**TASK DESCRIPTION:** Output all of the data verbatim.
======== SOURCE DATA
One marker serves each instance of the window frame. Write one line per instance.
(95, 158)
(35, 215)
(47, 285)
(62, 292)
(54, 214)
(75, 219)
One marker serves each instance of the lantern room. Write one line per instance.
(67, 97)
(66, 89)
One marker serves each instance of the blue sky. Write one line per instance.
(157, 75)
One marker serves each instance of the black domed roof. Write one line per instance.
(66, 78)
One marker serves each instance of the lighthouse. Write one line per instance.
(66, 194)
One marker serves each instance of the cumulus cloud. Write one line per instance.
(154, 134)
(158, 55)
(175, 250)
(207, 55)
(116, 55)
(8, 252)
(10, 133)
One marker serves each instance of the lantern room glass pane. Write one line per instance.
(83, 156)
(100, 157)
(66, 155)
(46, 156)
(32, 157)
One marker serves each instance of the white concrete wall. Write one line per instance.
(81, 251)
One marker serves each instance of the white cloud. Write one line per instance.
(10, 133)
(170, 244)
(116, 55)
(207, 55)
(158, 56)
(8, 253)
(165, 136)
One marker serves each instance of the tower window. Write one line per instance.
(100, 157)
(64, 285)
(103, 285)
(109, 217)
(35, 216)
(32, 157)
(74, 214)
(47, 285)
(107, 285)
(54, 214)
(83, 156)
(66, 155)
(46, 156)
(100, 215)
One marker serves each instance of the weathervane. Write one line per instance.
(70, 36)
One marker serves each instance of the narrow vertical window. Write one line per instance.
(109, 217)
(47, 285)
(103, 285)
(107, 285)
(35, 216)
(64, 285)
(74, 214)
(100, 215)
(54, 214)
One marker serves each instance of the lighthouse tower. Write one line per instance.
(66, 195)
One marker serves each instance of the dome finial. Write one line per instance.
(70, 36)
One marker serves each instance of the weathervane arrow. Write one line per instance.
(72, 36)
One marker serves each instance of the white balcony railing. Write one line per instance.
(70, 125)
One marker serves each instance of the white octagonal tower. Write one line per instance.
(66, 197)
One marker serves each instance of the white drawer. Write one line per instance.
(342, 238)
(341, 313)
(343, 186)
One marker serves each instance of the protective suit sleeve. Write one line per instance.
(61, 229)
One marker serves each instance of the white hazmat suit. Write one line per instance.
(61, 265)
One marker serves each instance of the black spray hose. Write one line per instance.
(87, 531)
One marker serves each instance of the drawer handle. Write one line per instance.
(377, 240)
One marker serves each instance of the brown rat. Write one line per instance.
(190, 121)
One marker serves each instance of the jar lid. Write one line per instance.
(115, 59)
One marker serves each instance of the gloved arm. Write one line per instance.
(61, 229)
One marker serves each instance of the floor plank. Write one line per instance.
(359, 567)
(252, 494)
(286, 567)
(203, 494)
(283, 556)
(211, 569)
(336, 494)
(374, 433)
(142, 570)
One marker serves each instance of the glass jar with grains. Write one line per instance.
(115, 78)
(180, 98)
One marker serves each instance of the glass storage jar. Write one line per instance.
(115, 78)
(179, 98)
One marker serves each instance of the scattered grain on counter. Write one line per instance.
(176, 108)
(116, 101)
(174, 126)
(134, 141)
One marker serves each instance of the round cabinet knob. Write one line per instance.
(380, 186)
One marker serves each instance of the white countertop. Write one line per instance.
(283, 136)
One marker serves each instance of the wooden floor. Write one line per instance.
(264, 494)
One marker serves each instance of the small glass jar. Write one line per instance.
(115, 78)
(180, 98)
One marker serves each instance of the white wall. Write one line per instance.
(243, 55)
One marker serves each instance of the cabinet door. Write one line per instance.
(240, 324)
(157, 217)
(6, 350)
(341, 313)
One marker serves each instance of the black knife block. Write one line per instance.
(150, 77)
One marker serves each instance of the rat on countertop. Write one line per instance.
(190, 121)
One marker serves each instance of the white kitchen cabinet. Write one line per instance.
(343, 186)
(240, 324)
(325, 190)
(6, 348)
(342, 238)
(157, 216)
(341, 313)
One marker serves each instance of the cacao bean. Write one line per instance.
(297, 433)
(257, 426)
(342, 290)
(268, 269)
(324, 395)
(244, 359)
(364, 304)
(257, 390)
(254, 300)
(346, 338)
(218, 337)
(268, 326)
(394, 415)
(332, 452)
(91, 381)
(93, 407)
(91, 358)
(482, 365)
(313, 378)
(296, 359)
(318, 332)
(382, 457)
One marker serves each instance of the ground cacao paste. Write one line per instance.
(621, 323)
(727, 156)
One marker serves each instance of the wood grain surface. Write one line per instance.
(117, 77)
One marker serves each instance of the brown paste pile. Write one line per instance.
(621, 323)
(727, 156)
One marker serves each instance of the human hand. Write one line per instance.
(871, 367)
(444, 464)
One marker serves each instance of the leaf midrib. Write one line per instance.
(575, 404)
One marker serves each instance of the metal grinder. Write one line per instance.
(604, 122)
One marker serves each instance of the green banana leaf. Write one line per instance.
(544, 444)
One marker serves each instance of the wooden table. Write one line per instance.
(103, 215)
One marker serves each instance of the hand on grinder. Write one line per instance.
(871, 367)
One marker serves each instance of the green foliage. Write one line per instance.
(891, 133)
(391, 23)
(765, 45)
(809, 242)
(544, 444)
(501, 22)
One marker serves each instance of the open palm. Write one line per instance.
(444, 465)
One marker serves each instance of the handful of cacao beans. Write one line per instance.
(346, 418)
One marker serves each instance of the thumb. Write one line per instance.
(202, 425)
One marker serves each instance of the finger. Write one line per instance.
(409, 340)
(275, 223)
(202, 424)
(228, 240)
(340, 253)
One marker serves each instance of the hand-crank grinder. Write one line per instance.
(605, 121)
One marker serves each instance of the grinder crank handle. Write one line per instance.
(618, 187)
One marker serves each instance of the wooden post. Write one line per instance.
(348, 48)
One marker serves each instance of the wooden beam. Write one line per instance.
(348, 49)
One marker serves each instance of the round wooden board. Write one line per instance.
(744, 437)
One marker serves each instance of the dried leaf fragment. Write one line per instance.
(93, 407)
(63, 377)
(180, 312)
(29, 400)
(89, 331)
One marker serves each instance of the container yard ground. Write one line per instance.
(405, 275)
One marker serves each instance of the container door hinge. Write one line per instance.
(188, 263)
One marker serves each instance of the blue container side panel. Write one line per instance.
================
**ANSWER SPACE:**
One marker serves each instance of the window frame. Write one line per instance.
(95, 158)
(35, 215)
(47, 285)
(62, 292)
(54, 214)
(75, 219)
One marker serves each instance of the lantern room. Write one line per instance.
(67, 97)
(66, 89)
One marker serves each instance of the blue sky. Write one line per instance.
(157, 75)
One marker serves each instance of the black domed roof. Write one line per instance.
(66, 78)
One marker serves each instance of the lighthouse. Write one line per instance.
(66, 194)
One marker serves each instance of the cumulus cloud. Write one line per instance.
(154, 134)
(158, 55)
(175, 250)
(207, 55)
(116, 55)
(8, 252)
(10, 133)
One marker serves each instance of the lantern room glass pane. Write one line per instance.
(83, 156)
(100, 157)
(66, 155)
(46, 156)
(32, 157)
One marker serves each instance of the white concrete wall. Write one line per instance.
(81, 251)
One marker serves each instance of the white cloud. Write one line per instance.
(10, 133)
(170, 244)
(116, 55)
(207, 55)
(158, 56)
(8, 253)
(165, 136)
One marker serves each instance of the tower window. Write one line per instance.
(100, 157)
(64, 285)
(103, 285)
(109, 217)
(35, 216)
(32, 157)
(74, 214)
(47, 285)
(107, 285)
(54, 214)
(83, 156)
(66, 155)
(46, 156)
(100, 215)
One marker serves each instance of the weathervane. Write one line per instance.
(70, 36)
One marker serves each instance of the narrow vertical window. Write one line per instance.
(109, 217)
(47, 285)
(103, 285)
(107, 285)
(35, 216)
(64, 285)
(74, 214)
(100, 215)
(54, 214)
One marker serves each instance of the lighthouse tower. Write one line per instance.
(66, 195)
One marker serves each instance of the dome finial. Write one line per instance.
(70, 36)
One marker serves each instance of the weathervane arrow. Write one line per instance.
(72, 36)
One marker serves each instance of the white balcony railing. Write one line per instance.
(70, 125)
One marker serves each instance of the white octagonal tower. Write one line per instance.
(66, 197)
One marker serves each instance of the white drawer. Write one line per instance.
(342, 238)
(341, 313)
(343, 186)
One marker serves each instance of the protective suit sleeve. Write one line per instance.
(61, 229)
One marker serves each instance of the white hazmat suit. Write one line per instance.
(61, 265)
One marker serves each instance of the black spray hose. Write one line per instance.
(87, 531)
One marker serves each instance of the drawer handle. Write one line per instance.
(377, 240)
One marker serves each instance of the brown rat. Write one line per instance.
(190, 121)
One marker serves each instance of the jar lid. Write one line per instance.
(115, 59)
One marker serves each instance of the gloved arm. Write one line per instance.
(61, 229)
One marker serves each instance of the floor plank. Write one line per instance.
(359, 567)
(252, 494)
(286, 567)
(203, 494)
(283, 556)
(211, 569)
(336, 494)
(374, 433)
(142, 570)
One marker serves each instance of the glass jar with grains. Write one line per instance.
(115, 78)
(180, 98)
One marker serves each instance of the glass storage jar. Write one line per instance.
(115, 78)
(179, 98)
One marker serves each instance of the scattered grain on counter. Write one line per instance.
(176, 108)
(116, 101)
(174, 126)
(134, 141)
One marker serves each instance of the round cabinet knob. Write one line per instance.
(380, 186)
One marker serves each instance of the white countertop. Write one line per instance.
(283, 136)
One marker serves each instance of the wooden floor. Write one line per instance.
(264, 494)
One marker serves each instance of the small glass jar. Write one line per instance.
(115, 78)
(180, 98)
One marker serves each instance of the white wall. Write one line per instance.
(243, 55)
One marker serves each instance of the cabinet door. Write one line per instance.
(240, 324)
(157, 217)
(6, 350)
(341, 313)
One marker serves each instance of the black knife block. Write one line per instance.
(150, 77)
One marker serves each instance of the rat on countertop. Write one line per instance.
(190, 121)
One marker serves each instance of the white kitchen cabinet. Write one line per instance.
(343, 186)
(240, 324)
(325, 190)
(6, 348)
(342, 238)
(157, 216)
(341, 313)
One marker serves each instance of the cacao bean. Write one line per instance.
(297, 433)
(257, 426)
(342, 290)
(268, 269)
(324, 395)
(244, 359)
(364, 304)
(257, 390)
(254, 300)
(346, 338)
(218, 337)
(268, 326)
(394, 415)
(332, 452)
(91, 381)
(93, 407)
(91, 358)
(482, 365)
(313, 378)
(296, 359)
(318, 332)
(382, 457)
One marker serves each instance of the ground cacao paste. Write one line per instance.
(621, 323)
(727, 156)
One marker serves each instance of the wood grain surface. Write one line per instance.
(117, 77)
One marker serves each instance of the brown paste pile. Write one line per instance.
(621, 323)
(727, 156)
One marker serves each instance of the human hand. Write one line per instance.
(871, 367)
(444, 464)
One marker serves each instance of the leaf midrib. Write one line per instance.
(575, 404)
One marker serves each instance of the metal grinder. Write one line per instance.
(604, 122)
One marker serves each instance of the green banana leaf. Write one line per instance.
(544, 444)
One marker serves each instance of the wooden table. Write one line per instance.
(103, 215)
One marker serves each instance of the hand on grinder. Write one line per instance.
(871, 367)
One marker serves each instance of the green foliage. Write one line per instance.
(891, 133)
(391, 23)
(765, 45)
(809, 242)
(544, 444)
(501, 22)
One marker serves each instance of the open palm. Write one line per instance.
(444, 465)
One marker serves each instance of the handful of cacao beans. Write one line per instance.
(346, 418)
One marker serves each instance of the thumb. Write one line per instance.
(202, 425)
One marker serves each instance of the finger. Write one line per instance.
(409, 340)
(275, 223)
(202, 424)
(228, 240)
(340, 253)
One marker serves each instance of the hand-crank grinder. Write one line per instance.
(605, 121)
One marker serves each instance of the grinder crank handle. Write one line per instance.
(618, 187)
One marker serves each instance of the wooden post. Write one line per instance.
(348, 48)
One marker serves each instance of the wooden beam. Write one line per instance.
(348, 49)
One marker serves each instance of the round wooden board. Write one line per instance.
(744, 437)
One marker serves each instance of the dried leaf fragment. Write one line per instance.
(93, 407)
(63, 377)
(180, 312)
(29, 400)
(89, 331)
One marker serves each instance of the container yard ground. Write one line per instance.
(405, 275)
One marker serves each instance of the container door hinge. Write one line per instance.
(188, 263)
One marker serves each instance of the blue container side panel. Write one line per instance.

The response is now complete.